Fragmento:

Hace más de un siglo, Lenin escribía La enfermedad infantil del izquierdismo en el comunismo para alertar a los movimientos revolucionarios de su época sobre los peligros del dogmatismo, el sectarismo y el desprecio por la realidad concreta. Lo hacía con la claridad de quien entendía que la revolución no se construye con consignas, sino con estrategia, disciplina y capacidad de conectar con las masas.
Hoy, en un tiempo muy distinto, las enseñanzas de aquel texto siguen resonando con fuerza. No porque vivamos la misma coyuntura histórica, sino porque la izquierda —en toda su diversidad— sigue enfrentando algunas de las mismas patologías: la pureza ideológica convertida en trinchera, la facilidad para dividirse antes que construir, el infantilismo político que prefiere el gesto antes que el proceso.
Lenin criticaba a quienes confundían radicalidad con aislamiento, a quienes creían que apartarse de las masas era un acto de coherencia. Hoy, ese error se reproduce en nuevas formas: proyectos políticos que se fragmentan por egos personales, plataformas, colectivos o asociaciones pantalla que se crean no para sumar, sino para atacar a compañeros y compañeras, para destruir lo que no se controla. La política se convierte así en un escenario de vanidades más que en una herramienta de transformación.
La izquierda, diversa por naturaleza, necesita aprender a convivir con esa pluralidad sin convertirla en un campo de batalla. El pensamiento crítico no puede transformarse en una sucesión de análisis infantiles que desprecian la complejidad del poder, ni en discursos moralistas que se contentan con señalar al otro como culpable de todos los males. La política —como recordaba Lenin— no es una escuela de pureza, sino un arte de lo posible que exige táctica, paciencia y visión estratégica.
Frente a los proyectos personales, la izquierda debe reivindicar los proyectos colectivos. Frente al ruido, la reflexión. Frente al narcisismo político, el trabajo de base. No se trata de negar el debate ni la crítica, sino de situarlos en un horizonte de construcción. La alternativa al capitalismo no puede ser una suma de individualidades enfrentadas, sino un proyecto común que sepa unir lo diverso sin diluir lo esencial.
Lenin escribió su obra para curar una enfermedad que amenazaba con debilitar a la revolución antes incluso de que madurara. Hoy, un siglo después, la izquierda tiene sus propias “enfermedades infantiles”: la inmediatez, el egocentrismo, la cancelación mutua, la sustitución del pensamiento por el tuit. Y también tiene la oportunidad —si aprende de su historia— de superarlas.
Porque la tarea sigue siendo la misma: transformar el mundo. Pero para hacerlo, antes debemos ser capaces de transformarnos a nosotros mismos.

Información:
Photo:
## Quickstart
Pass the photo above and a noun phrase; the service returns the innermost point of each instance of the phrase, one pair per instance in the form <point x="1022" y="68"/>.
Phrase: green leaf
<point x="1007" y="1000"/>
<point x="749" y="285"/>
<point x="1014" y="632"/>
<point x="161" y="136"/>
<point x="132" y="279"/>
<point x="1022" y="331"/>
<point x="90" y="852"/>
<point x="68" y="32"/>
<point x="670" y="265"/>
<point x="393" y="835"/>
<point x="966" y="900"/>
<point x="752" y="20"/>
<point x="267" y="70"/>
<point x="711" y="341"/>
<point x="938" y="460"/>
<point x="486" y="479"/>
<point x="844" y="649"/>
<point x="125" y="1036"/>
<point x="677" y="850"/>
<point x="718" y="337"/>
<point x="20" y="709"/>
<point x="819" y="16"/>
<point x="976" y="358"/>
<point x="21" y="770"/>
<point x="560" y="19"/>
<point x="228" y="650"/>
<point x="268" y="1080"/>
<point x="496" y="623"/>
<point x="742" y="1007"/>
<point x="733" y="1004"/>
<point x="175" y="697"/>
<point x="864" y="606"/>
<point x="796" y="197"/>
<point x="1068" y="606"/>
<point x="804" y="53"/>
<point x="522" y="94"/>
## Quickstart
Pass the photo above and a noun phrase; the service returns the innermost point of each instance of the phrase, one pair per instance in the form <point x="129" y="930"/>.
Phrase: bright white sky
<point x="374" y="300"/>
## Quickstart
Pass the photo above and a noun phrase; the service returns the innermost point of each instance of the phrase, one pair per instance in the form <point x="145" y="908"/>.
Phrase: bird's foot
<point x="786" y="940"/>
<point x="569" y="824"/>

Con la información:
**A.** Copia el fragmento sobre la izquierda empezando por "Frente a los" y siguiendo hasta "diluir lo esencial.", pero sustituye "narcisismo político" por "personalismo político".
**B.** Resume de forma más breve el párrafo del fragmento que empieza con "Frente a los proyectos personales", conservando sus ideas principales.

Respuestas propuestas:
**A.**
Frente a los proyectos personales, la izquierda debe reivindicar los proyectos colectivos. Frente al ruido, la reflexión. Frente al personalismo político, el trabajo de base. No se trata de negar el debate ni la crítica, sino de situarlos en un horizonte de construcción. La alternativa al capitalismo no puede ser una suma de individualidades enfrentadas, sino un proyecto común que sepa unir lo diverso sin diluir lo esencial.

**B.** La izquierda debe anteponer los proyectos colectivos a los personales, la reflexión al ruido y el trabajo de base al narcisismo político. No se trata de renunciar al debate ni a la crítica, sino de orientarlos hacia la construcción, porque la alternativa al capitalismo debe ser un proyecto común que una lo diverso sin diluir lo esencial.